▸ WHAT TO PRODUCE:
Copy every row below character for character, with no changes.

(DATA PROVIDED)

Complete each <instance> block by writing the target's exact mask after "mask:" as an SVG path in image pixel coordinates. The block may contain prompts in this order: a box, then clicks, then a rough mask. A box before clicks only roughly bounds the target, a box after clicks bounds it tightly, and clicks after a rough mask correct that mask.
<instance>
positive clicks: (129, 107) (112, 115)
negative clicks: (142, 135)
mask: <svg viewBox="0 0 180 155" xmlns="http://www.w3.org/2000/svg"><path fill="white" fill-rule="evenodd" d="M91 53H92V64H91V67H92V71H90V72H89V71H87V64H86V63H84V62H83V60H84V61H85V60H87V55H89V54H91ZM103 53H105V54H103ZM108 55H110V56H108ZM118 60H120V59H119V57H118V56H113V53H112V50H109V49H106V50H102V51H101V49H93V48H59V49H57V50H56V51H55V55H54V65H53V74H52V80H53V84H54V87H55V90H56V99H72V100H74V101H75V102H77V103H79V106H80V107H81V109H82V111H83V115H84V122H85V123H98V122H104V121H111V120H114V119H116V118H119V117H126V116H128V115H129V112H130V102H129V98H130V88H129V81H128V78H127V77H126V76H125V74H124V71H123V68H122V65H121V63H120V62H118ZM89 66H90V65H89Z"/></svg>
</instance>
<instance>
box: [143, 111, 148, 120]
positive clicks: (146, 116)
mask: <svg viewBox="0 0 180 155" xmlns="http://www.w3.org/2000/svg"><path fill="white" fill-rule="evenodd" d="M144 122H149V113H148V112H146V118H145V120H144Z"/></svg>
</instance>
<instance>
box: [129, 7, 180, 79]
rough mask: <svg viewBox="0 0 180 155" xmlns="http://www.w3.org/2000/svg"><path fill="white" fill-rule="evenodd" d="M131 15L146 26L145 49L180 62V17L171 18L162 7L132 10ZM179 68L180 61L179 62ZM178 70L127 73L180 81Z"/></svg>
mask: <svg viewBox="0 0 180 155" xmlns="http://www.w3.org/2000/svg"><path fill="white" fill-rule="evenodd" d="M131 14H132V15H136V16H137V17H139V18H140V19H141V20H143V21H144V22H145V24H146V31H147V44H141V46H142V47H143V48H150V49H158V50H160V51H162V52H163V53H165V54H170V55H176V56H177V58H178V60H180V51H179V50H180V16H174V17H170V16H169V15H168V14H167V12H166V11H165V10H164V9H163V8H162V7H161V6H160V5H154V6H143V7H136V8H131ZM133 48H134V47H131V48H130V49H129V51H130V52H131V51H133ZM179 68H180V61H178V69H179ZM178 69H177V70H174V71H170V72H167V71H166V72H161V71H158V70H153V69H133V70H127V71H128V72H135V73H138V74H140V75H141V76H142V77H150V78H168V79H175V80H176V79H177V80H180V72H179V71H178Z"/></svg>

(End DATA PROVIDED)

▸ ANSWER AREA:
Complete each <instance> block by writing the target's exact mask after "mask:" as an SVG path in image pixel coordinates. The block may contain prompts in this order: a box, then clicks, then a rough mask. A box before clicks only roughly bounds the target, a box after clicks bounds it tightly, and clicks after a rough mask correct that mask.
<instance>
positive clicks: (129, 107) (112, 115)
negative clicks: (142, 135)
mask: <svg viewBox="0 0 180 155" xmlns="http://www.w3.org/2000/svg"><path fill="white" fill-rule="evenodd" d="M91 53H92V64H91V67H92V71H90V72H89V71H87V64H86V63H84V62H83V60H84V61H85V60H87V55H89V54H91ZM103 53H105V54H103ZM108 55H110V56H108ZM118 60H120V59H119V57H118V56H113V53H112V50H109V49H106V50H102V51H101V49H93V48H59V49H57V50H56V51H55V55H54V65H53V74H52V80H53V84H54V87H55V90H56V99H72V100H74V101H75V102H77V103H79V106H80V107H81V109H82V111H83V115H84V122H85V123H98V122H104V121H111V120H114V119H116V118H119V117H126V116H128V115H129V112H130V102H129V98H130V88H129V81H128V78H127V77H126V76H125V74H124V71H123V68H122V65H121V63H120V62H118ZM89 66H90V65H89Z"/></svg>
</instance>
<instance>
box: [143, 111, 148, 120]
positive clicks: (146, 116)
mask: <svg viewBox="0 0 180 155" xmlns="http://www.w3.org/2000/svg"><path fill="white" fill-rule="evenodd" d="M144 122H149V113H148V112H146V118H145V120H144Z"/></svg>
</instance>
<instance>
box: [129, 7, 180, 79]
rough mask: <svg viewBox="0 0 180 155" xmlns="http://www.w3.org/2000/svg"><path fill="white" fill-rule="evenodd" d="M131 15L146 26L145 49L180 62V17L171 18L162 7L132 10ZM179 68L180 61L179 62ZM178 70L127 73L180 81Z"/></svg>
mask: <svg viewBox="0 0 180 155" xmlns="http://www.w3.org/2000/svg"><path fill="white" fill-rule="evenodd" d="M131 14H132V15H136V16H137V17H139V18H140V19H141V20H143V21H144V22H145V24H146V31H147V44H141V46H142V47H143V48H150V49H158V50H160V51H162V52H163V53H165V54H170V55H176V56H177V58H178V60H180V51H179V50H180V16H174V17H170V16H169V15H168V14H167V12H166V11H165V10H164V9H163V8H162V7H161V6H160V5H154V6H143V7H136V8H131ZM133 48H134V47H131V48H130V49H129V51H130V52H131V51H133ZM179 68H180V61H178V69H179ZM178 69H177V70H174V71H170V72H167V71H166V72H161V71H158V70H153V69H133V70H127V71H128V72H135V73H138V74H140V75H141V76H142V77H150V78H168V79H175V80H176V79H177V80H180V72H179V71H178Z"/></svg>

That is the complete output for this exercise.